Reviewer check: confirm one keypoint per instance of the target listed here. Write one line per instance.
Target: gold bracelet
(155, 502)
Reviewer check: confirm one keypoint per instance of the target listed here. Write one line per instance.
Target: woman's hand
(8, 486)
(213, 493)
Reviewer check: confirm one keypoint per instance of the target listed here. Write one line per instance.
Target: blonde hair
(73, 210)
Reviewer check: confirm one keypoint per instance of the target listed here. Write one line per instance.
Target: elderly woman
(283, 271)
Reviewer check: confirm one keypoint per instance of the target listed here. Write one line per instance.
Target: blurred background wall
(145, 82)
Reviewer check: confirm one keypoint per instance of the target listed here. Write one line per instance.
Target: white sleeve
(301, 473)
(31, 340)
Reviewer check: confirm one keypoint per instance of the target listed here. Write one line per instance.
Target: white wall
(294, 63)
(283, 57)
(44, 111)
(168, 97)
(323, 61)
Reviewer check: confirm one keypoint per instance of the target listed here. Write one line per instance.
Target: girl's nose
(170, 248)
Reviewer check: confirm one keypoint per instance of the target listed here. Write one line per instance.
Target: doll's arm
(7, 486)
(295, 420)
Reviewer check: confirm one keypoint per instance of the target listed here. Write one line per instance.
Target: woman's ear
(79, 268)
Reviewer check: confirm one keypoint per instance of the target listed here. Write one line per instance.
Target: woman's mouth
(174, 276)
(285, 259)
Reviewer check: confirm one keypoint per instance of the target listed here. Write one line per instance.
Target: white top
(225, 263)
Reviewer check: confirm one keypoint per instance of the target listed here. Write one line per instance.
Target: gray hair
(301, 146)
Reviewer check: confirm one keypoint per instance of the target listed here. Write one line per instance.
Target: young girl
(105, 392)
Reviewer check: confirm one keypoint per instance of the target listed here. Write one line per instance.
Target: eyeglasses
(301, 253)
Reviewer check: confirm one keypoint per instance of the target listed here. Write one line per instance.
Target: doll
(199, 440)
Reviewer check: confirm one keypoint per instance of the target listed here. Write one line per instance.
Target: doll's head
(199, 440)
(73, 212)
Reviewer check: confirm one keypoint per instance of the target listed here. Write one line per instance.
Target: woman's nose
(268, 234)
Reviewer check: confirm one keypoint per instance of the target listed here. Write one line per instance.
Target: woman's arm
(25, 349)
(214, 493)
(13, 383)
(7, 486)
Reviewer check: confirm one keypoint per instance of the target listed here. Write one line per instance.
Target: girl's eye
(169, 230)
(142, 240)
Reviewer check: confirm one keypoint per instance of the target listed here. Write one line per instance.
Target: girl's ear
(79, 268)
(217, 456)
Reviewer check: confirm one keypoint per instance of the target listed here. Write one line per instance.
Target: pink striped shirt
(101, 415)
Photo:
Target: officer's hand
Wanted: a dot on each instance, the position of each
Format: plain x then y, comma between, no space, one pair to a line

● **Instructions to follow**
Your answer must consist of every line above, transcribed verbatim.

● **Answer to the problem**
Reviewer check: confirm one keypoint per instance of the target listed here. Write one line per instance.
Target: gold bracelet
(155, 502)
Reviewer check: confirm one keypoint per instance of the target listed here. Write one line per instance.
Target: woman's hand
(8, 486)
(213, 493)
Reviewer check: confirm one keypoint per instance of the target listed here. Write one line per instance.
Target: blonde hair
(73, 210)
Reviewer check: confirm one keypoint per instance of the target listed here. Write one line per instance.
Target: elderly woman
(283, 271)
Reviewer check: confirm one keypoint per instance of the target listed here. Write one line per instance.
Target: blurred background wall
(145, 82)
Reviewer check: confirm one keypoint per instance of the target listed here. Write one line per instance.
Target: white sleeve
(301, 473)
(31, 340)
Reviewer check: confirm one keypoint per instance of the target listed here. Write one line per instance.
Target: white wall
(294, 63)
(283, 57)
(44, 111)
(168, 97)
(323, 61)
Reviewer check: confirm one keypoint per instance of the target listed here. Write one line per instance.
Target: girl's nose
(170, 248)
Reviewer check: confirm one keypoint per instance of the target listed here. Write one line per instance.
Target: doll's arm
(7, 486)
(295, 420)
Reviewer check: confirm one keypoint per instance of the target listed here. Write one line per instance.
Target: woman's ear
(79, 268)
Reviewer check: confirm one keypoint per instance of the target listed here. Write one line per instance.
Target: woman's mouth
(174, 276)
(285, 259)
Reviewer check: confirm one keypoint per instance of the target listed here. Write one line per instance.
Target: white top
(225, 263)
Reviewer check: confirm one keypoint per instance of the target listed here. Write one line per instance.
Target: gray hair
(301, 146)
Reviewer check: confirm one keypoint per instance of the target listed here. Write one line per instance.
Target: young girl
(105, 392)
Reviewer check: confirm one keypoint per instance of the target listed here. Write one line per instance.
Target: eyeglasses
(301, 253)
Reviewer check: confirm one keypoint per instance of the target listed here. Write one line per instance.
Target: doll
(199, 440)
Reviewer check: confirm one keypoint per instance of the target listed here. Write one line per instance.
Target: doll's head
(199, 440)
(73, 212)
Reviewer check: confirm one keypoint per instance of the target listed here. Write one line per instance.
Target: woman's nose
(268, 234)
Reviewer check: confirm one keypoint per instance of the target listed here. Write one line per instance.
Target: woman's arm
(25, 349)
(214, 493)
(13, 383)
(7, 486)
Reviewer check: confirm one keypoint per instance of the target listed here. Write one line per instance.
Target: girl's eye
(169, 230)
(142, 240)
Reviewer check: confirm one keypoint per instance of the target listed here. Write one line per instance.
Target: girl's ear
(79, 268)
(217, 456)
Reviewer check: confirm one keypoint per instance of the target listed here. Write one line per instance.
Target: pink striped shirt
(101, 415)
Photo:
Target: officer's hand
Wanted: a dot on each instance, the position of each
Format: plain x then y, comma between, no space, one pair to a line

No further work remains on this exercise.